___ TEXT EXTRACT ___

Sometime after the first levy it appears that Crofford removed
with his slaves across the Mississippi and settled on a plantation
on that river in Arkansas, not far from his former residence in
Mississippi.
A short time before the last levy, Morgan McAfee, with an armed
force, in the absence of Crofford, crossed the river, seized, from
day to day, twenty-one of the negroes on his plantation, and
brought them into Mississippi. The other slaves of Crofford were
alarmed and absconded, and were not reclaimed before the lapse of
from four to six weeks. The overseer of Crofford
Page 54 U. S. 455
remonstrated, and some steps were taken to arrest the
proceedings of McAfee, but his force was too strong, and he
threatened to kill anyone who should interfere with him in taking
off the negroes. For this trespass an action was brought against
the plaintiffs in error. In the declaration it was alleged that by
reason of the trespass, the plaintiff lost the services of thirty
negro men and as many women &c., which, through fear,
absconded, besides the number taken by McAfee, and that he was
subjected to great expense in reclaiming them; that by taking the
slaves, chasing and frightening the others from his farm and wood
yard and from and about the business of the plaintiff, he was
greatly damaged &c. The defendants pleaded not guilty &c. A
verdict for $10,613 was rendered by the jury, on which a judgment
was entered. To reverse that judgment the writ of error was
brought.

___ DATA PROVIDED ___

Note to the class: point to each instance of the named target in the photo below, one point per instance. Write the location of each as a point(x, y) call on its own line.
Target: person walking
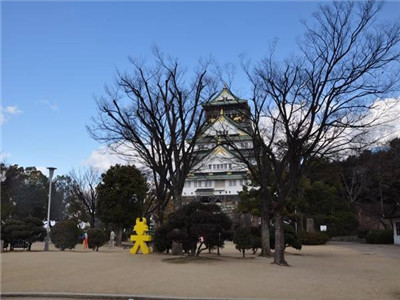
point(112, 239)
point(86, 241)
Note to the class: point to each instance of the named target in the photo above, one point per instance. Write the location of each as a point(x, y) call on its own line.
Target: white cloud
point(6, 112)
point(12, 110)
point(103, 158)
point(49, 104)
point(44, 170)
point(4, 156)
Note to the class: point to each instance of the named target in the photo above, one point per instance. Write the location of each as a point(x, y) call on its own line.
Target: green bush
point(313, 238)
point(160, 241)
point(96, 238)
point(27, 231)
point(243, 239)
point(65, 235)
point(379, 237)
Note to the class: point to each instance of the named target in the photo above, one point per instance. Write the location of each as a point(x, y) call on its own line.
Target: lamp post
point(46, 241)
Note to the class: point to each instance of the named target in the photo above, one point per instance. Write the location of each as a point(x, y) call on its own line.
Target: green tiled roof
point(225, 101)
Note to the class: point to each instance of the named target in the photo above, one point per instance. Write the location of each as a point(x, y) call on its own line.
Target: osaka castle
point(218, 176)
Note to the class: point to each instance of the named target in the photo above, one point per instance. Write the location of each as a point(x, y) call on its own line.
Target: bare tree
point(83, 191)
point(155, 112)
point(316, 104)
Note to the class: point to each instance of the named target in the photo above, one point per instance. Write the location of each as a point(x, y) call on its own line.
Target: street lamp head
point(51, 171)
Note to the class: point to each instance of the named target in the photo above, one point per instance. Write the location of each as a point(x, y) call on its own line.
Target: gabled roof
point(225, 97)
point(229, 125)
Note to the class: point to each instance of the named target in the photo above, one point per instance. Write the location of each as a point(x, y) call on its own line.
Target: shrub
point(313, 238)
point(242, 239)
point(379, 237)
point(190, 222)
point(160, 241)
point(65, 235)
point(291, 237)
point(96, 238)
point(28, 231)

___

### CHALLENGES:
1. From the trespass case excerpt, list each stage of the lawsuit it mentions, from the bringing of the action to the writ of error.
2. According to the trespass case excerpt, how many of Crofford's slaves did McAfee seize and bring into Mississippi?
3. Carry the trespass case excerpt forward from its final sentence.
You can leave the material aside entirely.

### EXERCISE RESULTS:
1.
- An action was brought against the plaintiffs in error.
- The declaration alleged the loss of services and the expense of reclaiming the slaves.
- The defendants pleaded not guilty.
- The jury rendered a verdict for $10,613.
- A judgment was entered on the verdict.
- The writ of error was brought to reverse that judgment.

2. Twenty-one.

3.
The exceptions arise out of the rulings of the court and the
charge to the jury.
The trespass was proved as charged in the declaration. The party
were several days in searching for and arresting the negroes, and
all on the plantation not taken were frightened and fled.
The male slaves were employed in cutting cordwood, and supplying
Crofford's wood yard. He had at the time of the trespass, it was
proved, from eighteen hundred to two thousand cords of wood cut on
the low ground back from the river, which was worth two dollars per
cord, and sold at the yard for two dollars and fifty cents; the
hauling cost fifty cents per cord; that the river became swollen by
rain, and having no hands to remove the wood to the yard, much of
it was carried off by the flood, and what remained was so injured
by being under water as to make it unsalable; that, having no hands
to attend the crop, the horses, mules, and other stock of the
neighborhood broke into the cornfield and destroyed a large part of
it; that corn was worth fifty cents a bushel at that time. There
were one hundred and twenty acres in corn, which, with proper
attention and protection, would have yielded forty bushels to the
acre.
The defendant offered in evidence the judgment of the Commercial
Bank against Crofford as principal and himself as surety, and a
receipt for the payment of the judgment, amounting to the sum of
$6,233.38, in mitigation of the damages claimed on account of the
trespass, which, though objected to by the plaintiff, was
admitted.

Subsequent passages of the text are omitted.